GCB cannot be thought of as:
necessarily nonexistent;
contingently existing; but only as
necessarily existing.

So, GCB can only be thought of as the kind of being that cannot not exist.

But what must be so is so.

Therefore, GCB (i.e. God) exists.
This quote is from Kreeft's Handbook of Christian Apologetics , written with Ronald Tacelli, S.J. -

The ontological arguments, for many people, aren't conclusive. They do seem, to me, to establish the existence of necessary being. We can set up a disjunctive outline such that:

1) The necessary being has to exist but could exist as either within or outside of a multiverse.

2) If within a multiverse, the multiverse, as necessary being, would have to be infinite and uncaused (unreceived existence). If outside a multiverse, the necessary being would be infinite and uncaused but the multiverse could be finite and caused.

3) If the multiverse is infinite and uncaused, then its mathematical models predict a certain symmetry that would correspond both to addition and multiplication and their inverse operations, subtraction and division. Such inverse operations on transfinite sets have profound implications for changes that occur through time such that, for instance, all of the potential past (including the future) will have already taken place, or, for instance, perhaps all events are taking place instantaneously, such as in Hawking and Tegmark's parallel universes. Also, in this truly materialist monist existence, there would indeed be no essences, no qualia, no quiddity (and this is precisely what monists maintain) inasmuch as essence and existence would be indistinguishable, thus act and potency being indistinguishable, thus all potentialities being realized.

4) If the multiverse is finite and caused, then all of the metaphysical absurdities (not to be confused with logical contradictions and mathematical errors) mentioned in item #3 go away and time is truly assymetrical, flowing one way, just like common sense suggests.

Task objective:
Reproduce everything in the passage on the ontological argument from "But what must" down to "finite and caused.".

Extracted entries:
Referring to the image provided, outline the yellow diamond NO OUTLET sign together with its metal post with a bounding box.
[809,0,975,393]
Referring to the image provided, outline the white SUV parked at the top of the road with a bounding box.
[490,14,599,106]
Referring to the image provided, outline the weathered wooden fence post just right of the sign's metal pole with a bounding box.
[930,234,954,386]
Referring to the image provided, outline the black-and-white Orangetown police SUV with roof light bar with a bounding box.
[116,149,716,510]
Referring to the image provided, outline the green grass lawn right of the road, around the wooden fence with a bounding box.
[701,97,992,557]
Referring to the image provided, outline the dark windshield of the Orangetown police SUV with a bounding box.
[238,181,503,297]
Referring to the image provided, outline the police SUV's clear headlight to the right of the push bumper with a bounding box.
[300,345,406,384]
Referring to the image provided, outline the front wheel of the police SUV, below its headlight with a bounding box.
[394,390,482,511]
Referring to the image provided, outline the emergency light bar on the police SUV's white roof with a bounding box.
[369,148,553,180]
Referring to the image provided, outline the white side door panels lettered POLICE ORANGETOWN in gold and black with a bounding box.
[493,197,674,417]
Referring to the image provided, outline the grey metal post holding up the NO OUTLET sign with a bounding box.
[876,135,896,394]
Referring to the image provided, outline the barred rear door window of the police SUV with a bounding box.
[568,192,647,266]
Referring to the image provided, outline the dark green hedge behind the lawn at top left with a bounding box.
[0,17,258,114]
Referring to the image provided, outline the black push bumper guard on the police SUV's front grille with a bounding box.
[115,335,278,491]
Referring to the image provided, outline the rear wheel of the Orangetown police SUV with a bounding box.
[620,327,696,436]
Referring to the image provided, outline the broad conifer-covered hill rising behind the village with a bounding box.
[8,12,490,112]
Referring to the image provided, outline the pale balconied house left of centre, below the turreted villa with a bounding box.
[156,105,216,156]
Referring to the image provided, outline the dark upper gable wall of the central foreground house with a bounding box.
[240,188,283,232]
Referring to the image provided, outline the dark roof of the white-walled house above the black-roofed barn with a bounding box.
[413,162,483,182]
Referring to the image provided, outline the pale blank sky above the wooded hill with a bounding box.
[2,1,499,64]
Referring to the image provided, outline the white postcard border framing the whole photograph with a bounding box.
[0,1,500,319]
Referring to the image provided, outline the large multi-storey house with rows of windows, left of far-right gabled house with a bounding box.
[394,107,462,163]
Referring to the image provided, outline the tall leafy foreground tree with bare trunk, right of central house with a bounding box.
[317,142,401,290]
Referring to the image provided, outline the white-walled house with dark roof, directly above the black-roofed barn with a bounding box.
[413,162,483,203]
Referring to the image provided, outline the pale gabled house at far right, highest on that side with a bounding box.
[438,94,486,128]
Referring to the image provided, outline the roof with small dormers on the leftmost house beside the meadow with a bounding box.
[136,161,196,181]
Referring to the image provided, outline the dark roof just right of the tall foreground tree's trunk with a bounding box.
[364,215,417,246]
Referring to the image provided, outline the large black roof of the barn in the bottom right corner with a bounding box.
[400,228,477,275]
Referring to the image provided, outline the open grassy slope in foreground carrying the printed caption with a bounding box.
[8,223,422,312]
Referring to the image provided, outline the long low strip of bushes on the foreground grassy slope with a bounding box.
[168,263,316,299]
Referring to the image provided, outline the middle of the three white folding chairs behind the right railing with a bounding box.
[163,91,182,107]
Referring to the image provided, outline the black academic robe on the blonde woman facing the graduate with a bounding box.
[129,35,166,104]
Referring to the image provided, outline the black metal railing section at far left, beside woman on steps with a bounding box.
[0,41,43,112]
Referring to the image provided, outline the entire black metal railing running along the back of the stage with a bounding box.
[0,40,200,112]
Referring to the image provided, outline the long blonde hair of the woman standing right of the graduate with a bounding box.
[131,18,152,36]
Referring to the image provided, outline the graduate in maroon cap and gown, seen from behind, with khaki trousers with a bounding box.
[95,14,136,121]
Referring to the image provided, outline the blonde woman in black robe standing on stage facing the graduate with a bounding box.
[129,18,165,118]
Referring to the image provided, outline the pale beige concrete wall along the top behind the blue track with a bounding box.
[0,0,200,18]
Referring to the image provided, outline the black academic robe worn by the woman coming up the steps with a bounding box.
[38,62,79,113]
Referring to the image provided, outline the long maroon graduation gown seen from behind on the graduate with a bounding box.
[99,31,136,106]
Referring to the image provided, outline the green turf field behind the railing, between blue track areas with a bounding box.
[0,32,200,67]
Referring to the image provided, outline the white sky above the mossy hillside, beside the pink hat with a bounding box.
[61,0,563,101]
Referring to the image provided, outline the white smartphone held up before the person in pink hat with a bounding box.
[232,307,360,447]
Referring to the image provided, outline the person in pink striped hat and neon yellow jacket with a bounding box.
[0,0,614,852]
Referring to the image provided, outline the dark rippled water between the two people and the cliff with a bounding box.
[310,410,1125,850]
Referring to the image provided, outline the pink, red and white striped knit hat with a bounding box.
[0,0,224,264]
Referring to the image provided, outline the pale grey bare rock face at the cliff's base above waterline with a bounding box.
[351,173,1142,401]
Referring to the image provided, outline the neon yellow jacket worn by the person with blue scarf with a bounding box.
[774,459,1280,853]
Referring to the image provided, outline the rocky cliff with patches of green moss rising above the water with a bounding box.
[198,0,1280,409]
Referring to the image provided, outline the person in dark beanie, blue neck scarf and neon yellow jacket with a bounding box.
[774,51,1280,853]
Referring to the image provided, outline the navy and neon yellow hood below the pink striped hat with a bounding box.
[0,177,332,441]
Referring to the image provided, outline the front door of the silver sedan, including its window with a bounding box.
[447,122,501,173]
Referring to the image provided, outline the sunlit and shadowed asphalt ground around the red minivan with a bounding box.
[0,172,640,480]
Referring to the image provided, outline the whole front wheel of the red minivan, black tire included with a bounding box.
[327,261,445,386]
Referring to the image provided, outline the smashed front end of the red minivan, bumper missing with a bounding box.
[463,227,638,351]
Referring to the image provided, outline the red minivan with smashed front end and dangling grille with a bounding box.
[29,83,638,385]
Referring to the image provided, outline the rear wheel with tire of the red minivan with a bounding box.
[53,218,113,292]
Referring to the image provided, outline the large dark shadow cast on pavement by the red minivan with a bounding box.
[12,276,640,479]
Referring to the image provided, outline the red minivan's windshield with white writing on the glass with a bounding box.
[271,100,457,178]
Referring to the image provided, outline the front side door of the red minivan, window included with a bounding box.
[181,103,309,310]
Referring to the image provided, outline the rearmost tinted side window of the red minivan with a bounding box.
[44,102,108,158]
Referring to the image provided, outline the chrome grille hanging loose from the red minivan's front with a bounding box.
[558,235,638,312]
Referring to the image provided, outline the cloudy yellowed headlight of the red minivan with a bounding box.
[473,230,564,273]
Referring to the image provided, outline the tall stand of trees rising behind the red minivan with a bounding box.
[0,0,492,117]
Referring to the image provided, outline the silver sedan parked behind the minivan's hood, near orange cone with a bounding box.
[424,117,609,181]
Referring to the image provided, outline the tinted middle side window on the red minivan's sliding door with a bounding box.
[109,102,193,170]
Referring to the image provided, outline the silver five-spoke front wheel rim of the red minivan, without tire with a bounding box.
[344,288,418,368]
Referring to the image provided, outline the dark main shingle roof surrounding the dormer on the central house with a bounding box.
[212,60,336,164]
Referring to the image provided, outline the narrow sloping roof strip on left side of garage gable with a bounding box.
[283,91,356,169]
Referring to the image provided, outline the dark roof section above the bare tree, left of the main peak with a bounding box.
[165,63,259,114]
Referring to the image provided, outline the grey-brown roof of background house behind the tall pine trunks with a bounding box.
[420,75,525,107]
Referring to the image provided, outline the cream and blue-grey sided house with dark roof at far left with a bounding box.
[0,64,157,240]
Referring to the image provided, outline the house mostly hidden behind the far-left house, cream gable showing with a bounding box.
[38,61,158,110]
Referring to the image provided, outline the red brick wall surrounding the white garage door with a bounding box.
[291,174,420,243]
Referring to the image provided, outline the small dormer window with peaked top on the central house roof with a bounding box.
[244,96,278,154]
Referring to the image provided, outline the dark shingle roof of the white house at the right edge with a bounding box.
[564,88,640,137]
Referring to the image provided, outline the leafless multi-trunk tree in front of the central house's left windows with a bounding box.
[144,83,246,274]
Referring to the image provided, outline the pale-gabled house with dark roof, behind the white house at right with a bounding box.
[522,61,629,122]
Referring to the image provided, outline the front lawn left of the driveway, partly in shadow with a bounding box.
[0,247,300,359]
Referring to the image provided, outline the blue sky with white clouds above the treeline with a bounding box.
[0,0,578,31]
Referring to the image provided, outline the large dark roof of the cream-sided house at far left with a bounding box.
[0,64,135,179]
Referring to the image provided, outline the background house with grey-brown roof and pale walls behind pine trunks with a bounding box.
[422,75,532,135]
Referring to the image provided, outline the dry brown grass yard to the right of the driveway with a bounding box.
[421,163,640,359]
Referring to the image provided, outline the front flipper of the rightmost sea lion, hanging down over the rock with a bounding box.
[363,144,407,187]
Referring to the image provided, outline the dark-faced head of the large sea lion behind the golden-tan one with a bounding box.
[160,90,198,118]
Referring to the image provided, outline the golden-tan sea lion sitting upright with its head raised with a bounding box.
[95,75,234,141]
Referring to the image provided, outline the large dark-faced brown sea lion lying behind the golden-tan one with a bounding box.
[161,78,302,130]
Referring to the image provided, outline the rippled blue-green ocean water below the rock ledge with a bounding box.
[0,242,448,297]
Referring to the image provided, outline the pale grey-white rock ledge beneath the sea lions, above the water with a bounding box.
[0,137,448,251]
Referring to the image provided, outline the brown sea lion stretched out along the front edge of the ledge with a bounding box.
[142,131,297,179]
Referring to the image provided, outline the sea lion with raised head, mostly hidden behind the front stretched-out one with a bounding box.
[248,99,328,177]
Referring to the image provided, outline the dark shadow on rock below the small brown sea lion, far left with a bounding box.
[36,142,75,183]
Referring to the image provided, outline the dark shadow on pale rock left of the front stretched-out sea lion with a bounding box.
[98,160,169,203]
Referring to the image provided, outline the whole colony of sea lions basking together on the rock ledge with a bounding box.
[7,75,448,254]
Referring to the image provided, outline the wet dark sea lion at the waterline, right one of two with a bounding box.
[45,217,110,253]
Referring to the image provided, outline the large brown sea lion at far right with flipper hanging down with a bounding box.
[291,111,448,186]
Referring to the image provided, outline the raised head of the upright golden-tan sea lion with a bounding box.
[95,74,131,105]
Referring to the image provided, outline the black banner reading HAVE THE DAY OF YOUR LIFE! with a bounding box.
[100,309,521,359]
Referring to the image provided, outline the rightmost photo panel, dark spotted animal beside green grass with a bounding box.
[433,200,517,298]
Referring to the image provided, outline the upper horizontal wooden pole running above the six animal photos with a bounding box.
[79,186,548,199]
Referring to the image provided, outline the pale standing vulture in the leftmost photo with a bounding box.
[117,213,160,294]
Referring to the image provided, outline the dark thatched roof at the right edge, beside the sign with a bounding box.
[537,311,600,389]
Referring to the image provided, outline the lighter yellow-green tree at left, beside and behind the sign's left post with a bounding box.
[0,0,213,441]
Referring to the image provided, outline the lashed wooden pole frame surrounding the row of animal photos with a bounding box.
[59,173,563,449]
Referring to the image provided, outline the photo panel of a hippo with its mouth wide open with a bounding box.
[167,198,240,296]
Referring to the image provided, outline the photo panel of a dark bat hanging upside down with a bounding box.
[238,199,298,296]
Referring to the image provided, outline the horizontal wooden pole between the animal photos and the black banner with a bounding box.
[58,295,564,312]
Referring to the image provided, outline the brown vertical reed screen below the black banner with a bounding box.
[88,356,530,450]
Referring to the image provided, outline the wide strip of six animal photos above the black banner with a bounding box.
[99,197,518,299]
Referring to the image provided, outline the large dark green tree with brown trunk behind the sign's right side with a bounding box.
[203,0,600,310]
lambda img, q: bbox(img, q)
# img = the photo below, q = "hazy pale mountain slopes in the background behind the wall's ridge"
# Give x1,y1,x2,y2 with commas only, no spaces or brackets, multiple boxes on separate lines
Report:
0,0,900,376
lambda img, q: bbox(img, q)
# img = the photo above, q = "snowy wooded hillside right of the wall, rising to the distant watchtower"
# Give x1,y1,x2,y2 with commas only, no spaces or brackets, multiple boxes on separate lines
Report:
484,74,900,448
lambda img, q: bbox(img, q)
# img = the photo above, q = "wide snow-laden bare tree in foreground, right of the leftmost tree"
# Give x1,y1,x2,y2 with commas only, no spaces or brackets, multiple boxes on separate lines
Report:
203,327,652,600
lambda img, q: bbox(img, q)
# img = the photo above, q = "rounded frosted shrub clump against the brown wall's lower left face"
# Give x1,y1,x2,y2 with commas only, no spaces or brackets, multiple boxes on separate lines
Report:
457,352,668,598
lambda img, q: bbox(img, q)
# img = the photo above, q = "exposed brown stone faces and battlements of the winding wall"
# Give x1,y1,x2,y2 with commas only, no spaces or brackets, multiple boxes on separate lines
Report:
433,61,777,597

Response below:
But what must be so is so.

Therefore, GCB (i.e. God) exists.
This quote is from Kreeft's Handbook of Christian Apologetics , written with Ronald Tacelli, S.J. -

The ontological arguments, for many people, aren't conclusive. They do seem, to me, to establish the existence of necessary being. We can set up a disjunctive outline such that:

1) The necessary being has to exist but could exist as either within or outside of a multiverse.

2) If within a multiverse, the multiverse, as necessary being, would have to be infinite and uncaused (unreceived existence). If outside a multiverse, the necessary being would be infinite and uncaused but the multiverse could be finite and caused.